### Selected extract
[PATCH v7 5/9] pidfs, coredump: add PIDFD_INFO_COREDUMP
Alexander Mikhalitsyn
alexander at mihalicyn.com
Thu May 15 14:08:13 UTC 2025
Am Do., 15. Mai 2025 um 00:04 Uhr schrieb Christian Brauner
<brauner at kernel.org>:
>
> Extend the PIDFD_INFO_COREDUMP ioctl() with the new PIDFD_INFO_COREDUMP
> mask flag. This adds the fields @coredump_mask and @coredump_cookie to
> struct pidfd_info.
>
> When a task coredumps the kernel will provide the following information
> to userspace in @coredump_mask:
>
> * PIDFD_COREDUMPED is raised if the task did actually coredump.
> * PIDFD_COREDUMP_SKIP is raised if the task skipped coredumping (e.g.,
> undumpable).
> * PIDFD_COREDUMP_USER is raised if this is a regular coredump and
> doesn't need special care by the coredump server.

### Directions
1. In the coredump patch message, rewrite the paragraph beginning "Extend the PIDFD_INFO_COREDUMP ioctl()" as a short bulleted list that keeps its main facts.
2. Pick up the coredump patch message right after its last sentence and keep writing in the same style.

Items stored from a collection
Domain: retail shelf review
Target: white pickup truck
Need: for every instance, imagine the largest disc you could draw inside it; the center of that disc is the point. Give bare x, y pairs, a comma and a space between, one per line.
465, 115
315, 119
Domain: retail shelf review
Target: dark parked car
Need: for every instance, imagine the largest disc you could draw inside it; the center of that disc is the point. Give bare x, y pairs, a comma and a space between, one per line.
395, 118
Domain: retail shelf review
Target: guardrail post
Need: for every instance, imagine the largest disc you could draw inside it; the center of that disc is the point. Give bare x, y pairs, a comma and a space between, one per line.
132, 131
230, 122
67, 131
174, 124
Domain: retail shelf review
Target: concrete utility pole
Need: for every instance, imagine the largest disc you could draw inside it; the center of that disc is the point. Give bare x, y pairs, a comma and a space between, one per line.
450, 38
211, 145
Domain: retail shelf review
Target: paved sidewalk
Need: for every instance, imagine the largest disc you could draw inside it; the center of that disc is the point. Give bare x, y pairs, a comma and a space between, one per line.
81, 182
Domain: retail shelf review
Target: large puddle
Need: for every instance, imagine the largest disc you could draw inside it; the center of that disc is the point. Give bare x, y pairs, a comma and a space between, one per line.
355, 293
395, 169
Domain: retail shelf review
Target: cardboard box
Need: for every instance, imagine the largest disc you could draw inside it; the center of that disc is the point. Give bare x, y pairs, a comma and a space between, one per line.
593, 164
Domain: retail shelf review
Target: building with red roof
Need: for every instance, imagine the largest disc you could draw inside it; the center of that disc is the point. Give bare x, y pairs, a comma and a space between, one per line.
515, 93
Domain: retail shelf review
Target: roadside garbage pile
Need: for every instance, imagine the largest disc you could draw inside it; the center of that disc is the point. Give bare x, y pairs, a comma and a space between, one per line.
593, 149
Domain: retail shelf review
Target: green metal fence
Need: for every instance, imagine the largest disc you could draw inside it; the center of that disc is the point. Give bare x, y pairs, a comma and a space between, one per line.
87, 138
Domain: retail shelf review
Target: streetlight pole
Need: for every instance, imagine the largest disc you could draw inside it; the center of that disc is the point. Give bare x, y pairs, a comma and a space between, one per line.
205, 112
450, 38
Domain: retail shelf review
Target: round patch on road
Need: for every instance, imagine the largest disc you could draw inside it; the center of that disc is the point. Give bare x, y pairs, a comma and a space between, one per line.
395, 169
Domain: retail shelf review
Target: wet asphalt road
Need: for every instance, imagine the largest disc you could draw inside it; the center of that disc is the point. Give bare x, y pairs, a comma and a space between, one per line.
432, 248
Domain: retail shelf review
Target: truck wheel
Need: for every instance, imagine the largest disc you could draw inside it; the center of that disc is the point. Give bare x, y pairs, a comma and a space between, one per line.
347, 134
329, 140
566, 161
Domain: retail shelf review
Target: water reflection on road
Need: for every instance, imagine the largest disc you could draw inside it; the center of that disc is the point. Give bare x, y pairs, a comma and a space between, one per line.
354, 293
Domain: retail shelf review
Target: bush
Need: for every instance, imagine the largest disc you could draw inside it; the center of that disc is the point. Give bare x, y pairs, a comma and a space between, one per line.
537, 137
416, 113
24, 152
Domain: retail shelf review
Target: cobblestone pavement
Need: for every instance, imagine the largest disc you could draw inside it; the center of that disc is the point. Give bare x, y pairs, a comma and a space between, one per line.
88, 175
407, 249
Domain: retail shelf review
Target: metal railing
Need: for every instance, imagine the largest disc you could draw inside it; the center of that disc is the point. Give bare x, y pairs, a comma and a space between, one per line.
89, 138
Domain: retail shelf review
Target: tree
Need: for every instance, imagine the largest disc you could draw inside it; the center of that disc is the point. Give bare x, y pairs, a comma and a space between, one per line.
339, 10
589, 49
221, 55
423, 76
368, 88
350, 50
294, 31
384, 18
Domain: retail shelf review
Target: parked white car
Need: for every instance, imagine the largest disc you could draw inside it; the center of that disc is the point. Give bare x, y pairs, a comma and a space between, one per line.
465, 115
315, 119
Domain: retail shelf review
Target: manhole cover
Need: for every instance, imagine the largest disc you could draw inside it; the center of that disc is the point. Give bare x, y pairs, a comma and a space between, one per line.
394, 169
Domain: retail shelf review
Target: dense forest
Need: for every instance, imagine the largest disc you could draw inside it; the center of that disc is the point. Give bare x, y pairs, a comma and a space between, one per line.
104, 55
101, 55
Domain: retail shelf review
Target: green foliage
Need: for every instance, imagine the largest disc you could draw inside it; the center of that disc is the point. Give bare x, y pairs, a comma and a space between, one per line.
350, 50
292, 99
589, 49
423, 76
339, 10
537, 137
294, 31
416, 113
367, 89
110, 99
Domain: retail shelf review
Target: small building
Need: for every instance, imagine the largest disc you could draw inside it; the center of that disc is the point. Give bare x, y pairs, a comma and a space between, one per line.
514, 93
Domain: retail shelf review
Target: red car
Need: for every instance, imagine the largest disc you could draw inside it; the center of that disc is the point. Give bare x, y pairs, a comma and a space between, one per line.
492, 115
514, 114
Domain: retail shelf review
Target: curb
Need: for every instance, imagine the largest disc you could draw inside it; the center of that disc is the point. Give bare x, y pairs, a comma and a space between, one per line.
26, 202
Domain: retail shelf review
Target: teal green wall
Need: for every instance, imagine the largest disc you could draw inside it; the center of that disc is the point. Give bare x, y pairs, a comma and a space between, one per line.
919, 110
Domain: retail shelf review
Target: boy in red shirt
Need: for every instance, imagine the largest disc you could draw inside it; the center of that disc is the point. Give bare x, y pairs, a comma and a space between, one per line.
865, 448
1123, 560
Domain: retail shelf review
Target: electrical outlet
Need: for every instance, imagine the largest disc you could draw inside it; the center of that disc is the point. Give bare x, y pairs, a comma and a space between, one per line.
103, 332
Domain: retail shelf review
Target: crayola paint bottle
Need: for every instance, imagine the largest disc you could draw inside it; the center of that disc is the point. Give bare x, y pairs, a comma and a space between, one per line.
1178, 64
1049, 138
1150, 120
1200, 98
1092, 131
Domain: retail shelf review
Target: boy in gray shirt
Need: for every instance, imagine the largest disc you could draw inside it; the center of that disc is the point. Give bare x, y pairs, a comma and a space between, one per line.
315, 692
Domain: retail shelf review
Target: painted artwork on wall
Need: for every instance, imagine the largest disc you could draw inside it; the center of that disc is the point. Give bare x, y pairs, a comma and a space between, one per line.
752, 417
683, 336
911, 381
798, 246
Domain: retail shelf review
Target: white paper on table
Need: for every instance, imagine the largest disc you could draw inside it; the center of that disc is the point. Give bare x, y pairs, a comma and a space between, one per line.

### Written answers
1.
- Adds a new mask flag, PIDFD_INFO_COREDUMP.
- Adds the field @coredump_mask to struct pidfd_info.
- Adds the field @coredump_cookie to struct pidfd_info.

2.
> * PIDFD_COREDUMP_ROOT is raised if the generated coredump should be
> treated as sensitive and the coredump server should restrict to the
> generated coredump to sufficiently privileged users.
>
> If userspace uses the coredump socket to process coredumps it needs to
> be able to discern connection from the kernel from connects from
> userspace (e.g., Python generating it's own coredumps and forwarding
> them to systemd). The @coredump_cookie extension uses the SO_COOKIE of
> the new connection. This allows userspace to validate that the
> connection has been made from the kernel by a crashing task:
>
> fd_coredump = accept4(fd_socket, NULL, NULL, SOCK_CLOEXEC);
> getsockopt(fd_coredump, SOL_SOCKET, SO_PEERPIDFD, &fd_peer_pidfd, &fd_peer_pidfd_len);
>
> struct pidfd_info info = {
> info.mask = PIDFD_INFO_EXIT | PIDFD_INFO_COREDUMP,
> };
>
> ioctl(pidfd, PIDFD_GET_INFO, &info);
> /* Refuse connections that aren't from a crashing task. */
> if (!(info.mask & PIDFD_INFO_COREDUMP) || !(info.coredump_mask & PIDFD_COREDUMPED) )
> close(fd_coredump);
>
> /*
> * Make sure that the coredump cookie matches the connection cookie.
> * If they don't it's not the coredump connection from the kernel.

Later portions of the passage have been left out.